__Problem to work on__
Omit the pictures from the listing below and print every remaining entry verbatim.
---*---
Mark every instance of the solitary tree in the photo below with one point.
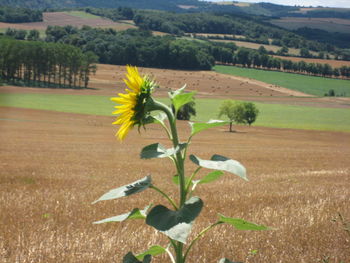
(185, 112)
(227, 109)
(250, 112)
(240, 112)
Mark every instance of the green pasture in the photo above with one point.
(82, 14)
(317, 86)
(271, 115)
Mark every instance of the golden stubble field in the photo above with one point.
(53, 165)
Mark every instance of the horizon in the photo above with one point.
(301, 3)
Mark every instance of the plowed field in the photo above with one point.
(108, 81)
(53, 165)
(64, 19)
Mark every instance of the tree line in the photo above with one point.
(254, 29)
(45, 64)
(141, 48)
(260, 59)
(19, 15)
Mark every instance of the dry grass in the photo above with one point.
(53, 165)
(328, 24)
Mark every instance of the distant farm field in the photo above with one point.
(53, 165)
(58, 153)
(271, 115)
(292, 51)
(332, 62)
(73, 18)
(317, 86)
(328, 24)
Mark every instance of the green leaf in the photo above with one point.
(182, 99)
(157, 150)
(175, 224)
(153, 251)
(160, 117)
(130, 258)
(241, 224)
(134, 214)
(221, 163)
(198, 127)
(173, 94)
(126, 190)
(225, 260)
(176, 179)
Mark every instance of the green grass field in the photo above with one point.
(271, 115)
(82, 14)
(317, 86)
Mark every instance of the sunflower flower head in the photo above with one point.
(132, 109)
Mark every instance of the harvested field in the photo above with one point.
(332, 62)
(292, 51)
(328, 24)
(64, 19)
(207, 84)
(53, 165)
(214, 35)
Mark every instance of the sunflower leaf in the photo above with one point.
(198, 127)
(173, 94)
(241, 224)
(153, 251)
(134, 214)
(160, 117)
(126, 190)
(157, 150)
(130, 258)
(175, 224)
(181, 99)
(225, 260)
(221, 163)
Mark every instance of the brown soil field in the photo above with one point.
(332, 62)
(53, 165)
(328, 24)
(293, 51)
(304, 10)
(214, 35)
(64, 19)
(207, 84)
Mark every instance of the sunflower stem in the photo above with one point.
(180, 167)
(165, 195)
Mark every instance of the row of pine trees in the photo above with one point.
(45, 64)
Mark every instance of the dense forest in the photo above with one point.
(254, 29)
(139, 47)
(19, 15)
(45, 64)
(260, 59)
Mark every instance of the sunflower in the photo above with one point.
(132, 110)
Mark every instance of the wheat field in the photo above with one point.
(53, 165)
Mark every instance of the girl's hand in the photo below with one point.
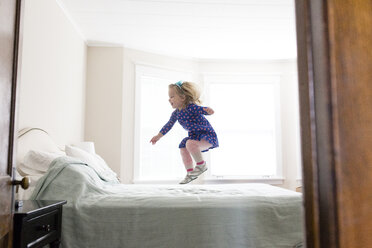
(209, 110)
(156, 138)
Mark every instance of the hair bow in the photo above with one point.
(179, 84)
---*---
__Finished task__
Mark every instance of the solitary tree in the photo below with one point.
(185, 112)
(227, 109)
(250, 112)
(240, 112)
Mark every instance of the green pasture in the photo above with one point.
(82, 14)
(317, 86)
(271, 115)
Mark every instance of the golden stubble field in the photo above with one point.
(53, 165)
Mark every instance of the horizon in the photo above with one point.
(301, 3)
Mark every instance of the plowed field in the photo above with one point.
(108, 81)
(53, 165)
(64, 19)
Mark every instance of the tree line in the photo above with one point.
(254, 29)
(45, 64)
(141, 48)
(260, 59)
(19, 15)
Mark every instance of the dry grass in the photo above with one point.
(53, 165)
(328, 24)
Mark every instance of the distant farm field in the photo above with one point.
(53, 165)
(58, 153)
(271, 115)
(292, 51)
(332, 62)
(73, 18)
(317, 86)
(328, 24)
Mark every instance of the green leaf in the photo above with one point.
(182, 99)
(157, 150)
(175, 224)
(153, 251)
(160, 117)
(130, 258)
(241, 224)
(134, 214)
(221, 163)
(198, 127)
(173, 94)
(126, 190)
(225, 260)
(176, 179)
Mark every instance of the green grass field in the photo above with one point.
(271, 115)
(82, 14)
(317, 86)
Mark every instance of the sunflower flower head in the photo above with one point.
(132, 109)
Mark every instance of the harvested field in the photo above with one point.
(332, 62)
(292, 51)
(328, 24)
(64, 19)
(207, 84)
(53, 165)
(214, 35)
Mark every instance of the sunflower leaf in the photo above with one point.
(198, 127)
(173, 94)
(241, 224)
(153, 251)
(134, 214)
(160, 117)
(126, 190)
(157, 150)
(130, 258)
(175, 224)
(181, 99)
(225, 260)
(221, 163)
Mark every instance of the brown soil field in the photo above with one point.
(332, 62)
(53, 165)
(328, 24)
(293, 51)
(304, 10)
(214, 35)
(64, 19)
(207, 84)
Mark every instance of the sunflower stem in the photo above with one point.
(180, 167)
(165, 195)
Mark every instance of the row of pine trees in the photo above with one point.
(45, 64)
Mark every instance of the dense forest in the photo above with one point.
(254, 29)
(139, 47)
(19, 15)
(45, 64)
(260, 59)
Mark every instance of the sunflower in the photo above with one point.
(132, 110)
Mark every instance of the wheat field in the photo above with one point.
(53, 165)
Mark every instance of the girl's hand in the photo below with one point.
(209, 110)
(156, 138)
Mark every instance of the hair bow in the photo above with one point.
(179, 84)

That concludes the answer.